### Natural-language object grounding data

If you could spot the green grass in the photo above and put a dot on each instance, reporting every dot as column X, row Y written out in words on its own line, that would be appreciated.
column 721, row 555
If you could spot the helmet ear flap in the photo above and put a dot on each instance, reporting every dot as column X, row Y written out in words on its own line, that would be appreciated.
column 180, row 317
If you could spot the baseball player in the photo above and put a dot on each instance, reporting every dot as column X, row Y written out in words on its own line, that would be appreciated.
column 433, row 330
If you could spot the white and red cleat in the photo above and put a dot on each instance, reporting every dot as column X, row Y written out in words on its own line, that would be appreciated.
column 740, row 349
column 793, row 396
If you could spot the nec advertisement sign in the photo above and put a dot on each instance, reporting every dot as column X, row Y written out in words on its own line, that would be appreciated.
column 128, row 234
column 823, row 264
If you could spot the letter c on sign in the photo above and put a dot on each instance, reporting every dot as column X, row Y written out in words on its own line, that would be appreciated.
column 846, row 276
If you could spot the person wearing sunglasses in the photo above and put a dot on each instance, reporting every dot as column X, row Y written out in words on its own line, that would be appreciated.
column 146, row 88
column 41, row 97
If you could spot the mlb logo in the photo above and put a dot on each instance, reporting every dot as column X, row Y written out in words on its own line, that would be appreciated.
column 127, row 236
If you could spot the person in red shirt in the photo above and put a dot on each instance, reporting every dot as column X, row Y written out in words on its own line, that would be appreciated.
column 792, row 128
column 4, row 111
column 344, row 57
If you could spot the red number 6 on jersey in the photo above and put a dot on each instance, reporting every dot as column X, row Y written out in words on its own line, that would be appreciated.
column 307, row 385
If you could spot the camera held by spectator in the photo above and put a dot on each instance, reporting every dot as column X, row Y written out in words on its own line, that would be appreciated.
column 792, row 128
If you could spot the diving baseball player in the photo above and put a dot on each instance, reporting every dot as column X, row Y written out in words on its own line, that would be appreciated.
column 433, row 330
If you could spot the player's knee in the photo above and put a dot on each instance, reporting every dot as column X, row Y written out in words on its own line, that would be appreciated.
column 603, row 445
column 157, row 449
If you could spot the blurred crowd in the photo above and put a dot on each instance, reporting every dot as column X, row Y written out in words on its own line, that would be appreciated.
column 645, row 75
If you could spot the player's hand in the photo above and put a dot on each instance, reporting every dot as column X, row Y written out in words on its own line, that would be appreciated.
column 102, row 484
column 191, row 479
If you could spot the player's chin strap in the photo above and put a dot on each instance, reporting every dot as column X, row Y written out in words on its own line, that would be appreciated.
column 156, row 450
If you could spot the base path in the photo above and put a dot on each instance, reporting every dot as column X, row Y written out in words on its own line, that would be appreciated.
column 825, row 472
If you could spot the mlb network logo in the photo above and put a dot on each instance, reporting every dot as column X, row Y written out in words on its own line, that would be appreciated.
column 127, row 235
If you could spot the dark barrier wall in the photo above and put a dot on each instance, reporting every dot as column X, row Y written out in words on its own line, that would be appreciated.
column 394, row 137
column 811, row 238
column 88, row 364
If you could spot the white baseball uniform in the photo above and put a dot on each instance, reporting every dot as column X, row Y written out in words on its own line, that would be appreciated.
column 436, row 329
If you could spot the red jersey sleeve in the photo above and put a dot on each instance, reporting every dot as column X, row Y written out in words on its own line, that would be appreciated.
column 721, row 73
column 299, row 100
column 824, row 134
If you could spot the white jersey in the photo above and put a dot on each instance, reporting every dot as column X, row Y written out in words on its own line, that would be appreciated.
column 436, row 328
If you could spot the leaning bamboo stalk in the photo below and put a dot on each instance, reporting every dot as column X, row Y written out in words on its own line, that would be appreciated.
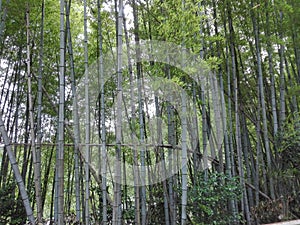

### ACTION ITEM
Reproduce each record above by retyping it exactly; omit all images.

### RESPONSE TO THE EXERCISE
If you could spot the green grass in the photo above and put a dot on each instance, reporting every dot as column X, row Y written out in words on its own line, that would be appreciated.
column 721, row 555
If you could spot the helmet ear flap in the photo above and put a dot on each instance, reporting every dot as column X, row Y written out in words on its own line, that would be appreciated.
column 180, row 317
If you could spot the baseball player in the photo above and put a dot on each instance, reporting every dot as column X, row Y written out in words on its own line, that would be appreciated.
column 433, row 330
If you could spot the white and red cleat in the photo above and put a dot on each instance, reporting every dot as column X, row Y written out in words on its own line, that would be appreciated.
column 740, row 349
column 793, row 396
If you could spot the nec advertisement sign in the photo above and put a dot on each instance, reporting every dot as column X, row Y written out in words on its own line, that would be appreciated.
column 128, row 234
column 823, row 264
If you could spot the letter c on sign in the photo above and put a dot on each instance, reporting every dot as column X, row Y written out in words on its own line, that would be appreciated.
column 846, row 276
If you could spot the person wearing sunglasses in the photo above and put a dot on each instance, reporting every dot as column X, row Y written out in words on its own line, that would be appreciated.
column 146, row 88
column 41, row 97
If you could spot the mlb logo in the photo above and put a dot on each instance, reporting every dot as column X, row Y written out in words on its own line, that would be appreciated.
column 127, row 236
If you could spot the person in red shirt in the photo above and put a dot on each instance, reporting every dot as column X, row Y written out in words on its own line, that would be appreciated.
column 792, row 128
column 4, row 111
column 344, row 57
If you could spot the red number 6 on jersey in the photo above and put a dot on each instance, reporting every dot as column X, row Y written out in words on its own line, that would be appreciated.
column 307, row 385
If you could spot the camera held by spectator in the photo above and put a dot on each instance, reporting every dot as column X, row Y written out in words on its own line, that would be appreciated.
column 792, row 128
If you could spot the diving baseball player in the photo above and put a dot on each instance, reporting every dot as column X, row Y written out in words on its own line, that would be appreciated.
column 433, row 330
If you could spot the player's knee in the photo above and put a dot on each instance, reporting every dot as column X, row Y written out in words on its own line, that would be appreciated.
column 603, row 445
column 157, row 449
If you could spot the blurred crowd in the photo above and put a dot on each instance, reporting every dot as column X, row Y written out in words on its own line, that would be appreciated.
column 645, row 75
If you could spot the player's hand in the photo above and put a dot on each instance, reporting every dot as column X, row Y written out in words on its own line, that would be appreciated.
column 102, row 484
column 191, row 479
If you could spot the player's chin strap in the photo above and put a dot on each instance, reporting every dot as column X, row Y written out in words on its own line, that would be appreciated.
column 156, row 450
If you could spot the base path in the photo above and put a dot on each instance, reporting every dot as column X, row Y written out in words on its own line, that would be appreciated.
column 825, row 472
If you could spot the mlb network logo in the photo above and put a dot on each instance, reporting every dot as column X, row Y written out in words on its own line, that would be appreciated.
column 127, row 235
If you could spot the dark barrier wall in the photo above and put a dot on each instance, reporting every dot as column X, row Y written out in words on its own line, that would be appreciated.
column 394, row 137
column 811, row 238
column 88, row 364
If you could spot the white baseball uniform in the photo above and put a dot on each instance, reporting every dot as column X, row Y written out in words on its own line, that would be appreciated.
column 436, row 329
If you could spot the red jersey sleeve in the photo above and put a dot on each instance, reporting every dot as column X, row Y written out in words on its own line, that would be appreciated.
column 721, row 73
column 299, row 100
column 824, row 134
If you could spot the white jersey in the photo above and put a dot on each instance, reporting every dot as column X, row Y written out in words on its own line, that would be appreciated.
column 436, row 328
If you could spot the leaning bamboo stalk in the photo below and put a dot on each instance, reporting every dot as column X, row Y written out in words on its own line, that would be appreciated.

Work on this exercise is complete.